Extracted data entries
· · · · ·
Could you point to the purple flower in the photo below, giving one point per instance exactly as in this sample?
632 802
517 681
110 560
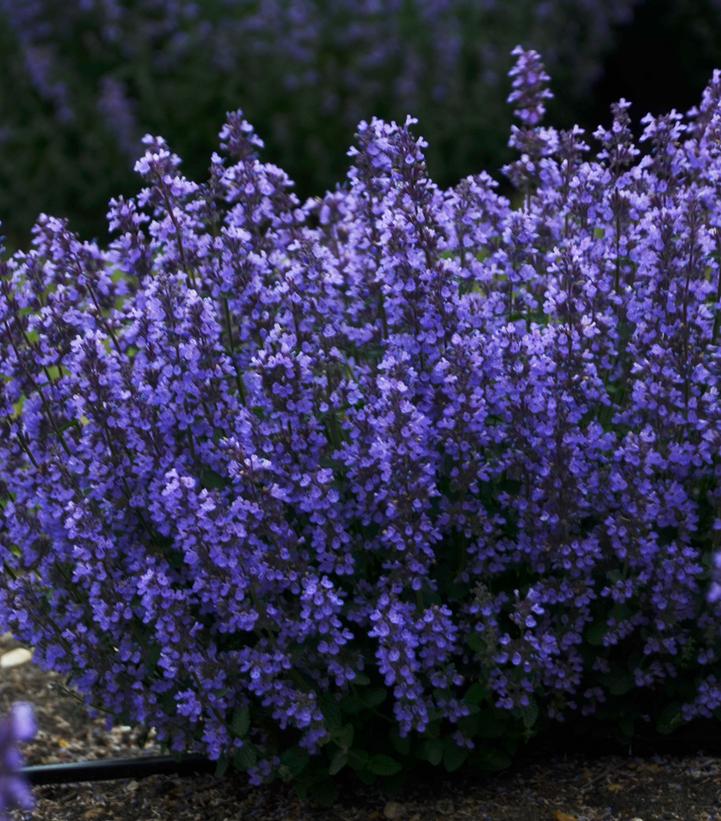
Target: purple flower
258 450
19 726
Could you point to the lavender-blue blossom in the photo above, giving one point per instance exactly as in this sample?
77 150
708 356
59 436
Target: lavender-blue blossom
259 451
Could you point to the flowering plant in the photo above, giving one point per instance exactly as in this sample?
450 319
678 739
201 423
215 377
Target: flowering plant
396 472
86 78
17 727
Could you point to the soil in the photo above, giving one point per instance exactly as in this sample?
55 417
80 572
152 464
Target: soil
555 788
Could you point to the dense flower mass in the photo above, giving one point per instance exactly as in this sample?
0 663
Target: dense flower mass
88 77
403 453
16 728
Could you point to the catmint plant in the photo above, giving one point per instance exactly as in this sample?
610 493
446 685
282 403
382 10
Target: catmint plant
395 473
85 79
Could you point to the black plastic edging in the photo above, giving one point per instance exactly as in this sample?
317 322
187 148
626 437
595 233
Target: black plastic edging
110 769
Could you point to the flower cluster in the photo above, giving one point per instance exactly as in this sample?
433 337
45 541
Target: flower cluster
397 450
16 728
90 76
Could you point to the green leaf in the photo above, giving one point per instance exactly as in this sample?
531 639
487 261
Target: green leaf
476 642
324 792
432 751
530 715
619 683
241 721
331 713
670 719
373 697
294 761
596 632
401 745
454 757
245 758
344 736
358 760
476 694
339 760
222 766
384 765
490 759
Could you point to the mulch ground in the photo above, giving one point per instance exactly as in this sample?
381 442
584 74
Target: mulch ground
559 788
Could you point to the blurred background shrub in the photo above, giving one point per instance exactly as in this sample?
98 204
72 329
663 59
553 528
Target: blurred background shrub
82 80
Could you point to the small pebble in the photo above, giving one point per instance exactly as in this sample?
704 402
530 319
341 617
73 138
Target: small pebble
14 658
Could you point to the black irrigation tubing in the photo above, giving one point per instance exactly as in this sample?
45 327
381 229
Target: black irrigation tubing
110 769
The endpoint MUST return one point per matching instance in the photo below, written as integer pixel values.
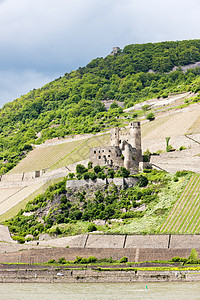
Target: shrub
(178, 259)
(89, 165)
(143, 181)
(80, 169)
(145, 107)
(97, 169)
(71, 175)
(123, 260)
(19, 239)
(182, 148)
(91, 227)
(78, 260)
(51, 261)
(181, 173)
(86, 175)
(92, 259)
(62, 260)
(150, 117)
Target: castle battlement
(124, 150)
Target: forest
(72, 104)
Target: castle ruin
(124, 150)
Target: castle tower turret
(135, 138)
(114, 137)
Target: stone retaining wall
(130, 182)
(133, 255)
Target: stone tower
(114, 137)
(135, 138)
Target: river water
(80, 291)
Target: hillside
(114, 209)
(72, 104)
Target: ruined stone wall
(110, 156)
(129, 182)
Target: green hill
(185, 215)
(72, 104)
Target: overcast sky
(41, 40)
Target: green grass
(81, 152)
(185, 215)
(57, 156)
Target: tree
(150, 117)
(80, 169)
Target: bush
(80, 169)
(51, 261)
(182, 148)
(19, 239)
(89, 165)
(71, 175)
(62, 260)
(181, 173)
(178, 259)
(91, 227)
(123, 260)
(150, 117)
(143, 181)
(97, 169)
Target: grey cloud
(56, 36)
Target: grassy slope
(58, 156)
(155, 214)
(185, 215)
(21, 205)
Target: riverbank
(17, 273)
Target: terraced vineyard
(57, 156)
(185, 215)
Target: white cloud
(14, 84)
(56, 36)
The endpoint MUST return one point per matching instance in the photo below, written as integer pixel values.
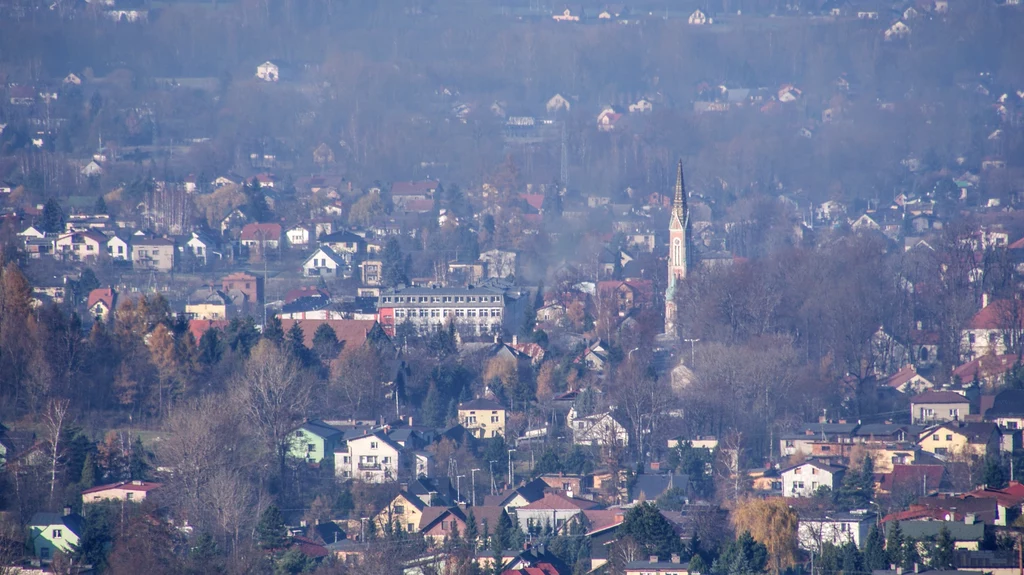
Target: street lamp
(473, 480)
(511, 470)
(691, 342)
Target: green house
(314, 442)
(51, 532)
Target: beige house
(482, 417)
(124, 491)
(936, 406)
(404, 510)
(954, 438)
(153, 254)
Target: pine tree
(270, 529)
(942, 556)
(875, 550)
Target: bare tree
(272, 395)
(54, 421)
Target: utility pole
(473, 480)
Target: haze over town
(511, 286)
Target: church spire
(679, 206)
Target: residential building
(803, 480)
(814, 530)
(50, 532)
(118, 249)
(597, 430)
(80, 246)
(315, 442)
(373, 458)
(976, 439)
(404, 511)
(482, 417)
(324, 263)
(101, 302)
(260, 237)
(133, 491)
(155, 254)
(476, 310)
(210, 304)
(936, 406)
(249, 284)
(654, 566)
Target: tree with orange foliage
(773, 524)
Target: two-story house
(803, 480)
(80, 246)
(155, 254)
(937, 406)
(134, 491)
(978, 439)
(315, 442)
(50, 532)
(372, 458)
(482, 417)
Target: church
(679, 251)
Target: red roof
(125, 486)
(104, 295)
(350, 333)
(939, 397)
(260, 232)
(997, 315)
(199, 326)
(413, 188)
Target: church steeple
(679, 205)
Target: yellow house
(404, 510)
(952, 438)
(482, 417)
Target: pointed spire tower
(679, 244)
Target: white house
(698, 18)
(298, 235)
(803, 480)
(897, 31)
(840, 528)
(373, 458)
(267, 72)
(118, 249)
(324, 262)
(641, 106)
(557, 103)
(599, 430)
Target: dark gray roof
(652, 486)
(1007, 403)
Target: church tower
(679, 245)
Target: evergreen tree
(270, 529)
(273, 330)
(649, 528)
(52, 221)
(393, 270)
(471, 530)
(875, 550)
(90, 473)
(942, 556)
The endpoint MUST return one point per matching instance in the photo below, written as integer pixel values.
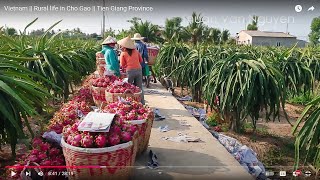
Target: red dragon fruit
· · · · ·
**What the task asks**.
What the response needs is every entry, repeated exactly, and none of the pictures.

**Final answer**.
Could you point to the purple flower in the photo below, giving one point per instance exactly as in this sample?
632 802
517 681
110 560
Target: purple flower
258 450
19 726
Could you point to the lavender-blue blossom in the photo above, giving one point per instance exactly as in this sample?
77 150
708 356
59 436
Target: lavender-blue blossom
259 451
Could you point to the flowering plant in the photo above, giving one point per instance exactly as in this sample?
450 319
678 739
201 423
215 377
Target: flowering plant
396 472
86 78
17 727
Could you point to the soil in the photo above, giving one point per instance exactly as in this sample?
55 417
80 572
152 464
Target: soil
555 788
Could you point to the dense flower mass in the photo above, giving one point per instance exactly as in this sample?
0 663
Target: dense flower mass
88 77
403 453
16 728
Could you point to the catmint plant in the photo above, giving one point per instance exactly as in this sample?
610 493
446 685
282 403
382 10
Target: catmint plant
395 473
85 79
Could you point to the black plastic edging in the photo above, giving one point per instance exactly as in this sample?
317 322
187 148
626 437
595 233
Target: black plastic edging
110 769
Could you point to the flower cluster in the photo above, giving one point per instance exactly as in this sample?
433 337
45 541
Target: flower cluster
397 450
16 728
90 76
Could you point to the green leaf in the photo above, giving one point per instance exactly as in this sample?
531 639
487 261
Target: green leaf
476 642
324 792
432 751
530 715
619 683
241 721
331 713
670 719
373 697
294 761
596 632
401 745
454 757
245 758
344 736
358 760
476 694
339 760
222 766
384 765
490 759
Could you point to the mulch ground in the photo above, giving one point per instance exactly as in this sample?
381 442
584 74
Target: mulch ground
559 788
Could you point to the blurred background shrub in the photo above, giving one point per instance exactly as in this sample?
98 204
72 329
663 59
553 528
Target: blurred background shrub
82 80
Could you point to the small pebble in the photo above, giving one point per instance exactly as in this sample?
704 402
530 319
341 617
73 138
Target: small pebble
14 658
Could you point to the black irrigation tubing in the photo above, giving one point per instance exactly as in this sample?
45 327
381 229
Target: black irrigation tubing
110 769
The endpoint MUST return one point per matching instance in the photo below, written as integer pixel values.
Target: shrub
(178, 259)
(89, 165)
(143, 181)
(80, 169)
(145, 107)
(97, 169)
(71, 175)
(123, 260)
(19, 239)
(182, 148)
(91, 227)
(78, 260)
(51, 261)
(181, 173)
(86, 175)
(92, 259)
(62, 260)
(150, 117)
Target: castle battlement
(124, 150)
Target: forest
(72, 104)
Target: castle ruin
(124, 150)
Target: castle tower turret
(135, 138)
(114, 137)
Target: stone retaining wall
(130, 182)
(133, 255)
Target: stone tower
(114, 137)
(135, 138)
Target: river water
(80, 291)
Target: hillside
(114, 209)
(72, 104)
Target: ruined stone wall
(110, 156)
(129, 182)
Target: green hill
(185, 215)
(72, 104)
Target: overcast sky
(41, 40)
Target: green grass
(81, 152)
(185, 215)
(57, 156)
Target: tree
(150, 117)
(80, 169)
Target: bush
(80, 169)
(51, 261)
(182, 148)
(19, 239)
(89, 165)
(71, 175)
(62, 260)
(181, 173)
(178, 259)
(91, 227)
(123, 260)
(150, 117)
(143, 181)
(97, 169)
Target: grey cloud
(56, 36)
Target: grassy slope
(58, 156)
(155, 214)
(185, 215)
(21, 205)
Target: riverbank
(17, 273)
Target: terraced vineyard
(57, 156)
(185, 215)
Target: white cloud
(14, 84)
(56, 36)
The endpoint MUST return one point per matching instance in the photo below, written as integer pixel values.
Target: street lamp
(473, 480)
(511, 470)
(691, 342)
Target: green house
(314, 442)
(51, 532)
Target: beige house
(482, 417)
(124, 491)
(936, 406)
(404, 510)
(954, 438)
(153, 254)
Target: pine tree
(270, 529)
(942, 556)
(875, 550)
Target: bare tree
(272, 395)
(54, 421)
Target: utility pole
(473, 480)
Target: haze over town
(511, 286)
Target: church spire
(679, 206)
Target: residential building
(803, 480)
(814, 530)
(50, 532)
(118, 249)
(597, 430)
(80, 246)
(315, 442)
(373, 458)
(976, 439)
(404, 511)
(482, 417)
(324, 263)
(101, 302)
(260, 237)
(133, 491)
(155, 254)
(476, 310)
(210, 304)
(936, 406)
(249, 284)
(654, 566)
Target: tree with orange foliage
(773, 524)
Target: two-story house
(803, 480)
(80, 246)
(155, 254)
(937, 406)
(134, 491)
(978, 439)
(315, 442)
(50, 532)
(372, 458)
(482, 417)
Target: church
(679, 251)
Target: red roof
(125, 486)
(104, 295)
(350, 333)
(939, 397)
(260, 232)
(997, 315)
(199, 326)
(413, 188)
Target: church steeple
(679, 205)
Target: yellow house
(404, 510)
(952, 438)
(482, 417)
Target: pointed spire tower
(679, 244)
Target: white house
(698, 18)
(298, 235)
(803, 480)
(897, 31)
(840, 528)
(373, 458)
(267, 72)
(118, 249)
(324, 262)
(641, 106)
(557, 103)
(599, 430)
Target: dark gray roof
(652, 486)
(1007, 403)
Target: church tower
(679, 245)
Target: evergreen tree
(270, 529)
(273, 330)
(649, 528)
(52, 221)
(393, 270)
(471, 530)
(875, 550)
(90, 473)
(942, 556)
The endpoint MUST return one point per matching instance in the photo below, written as integer pixel values.
Target: red dragon fruit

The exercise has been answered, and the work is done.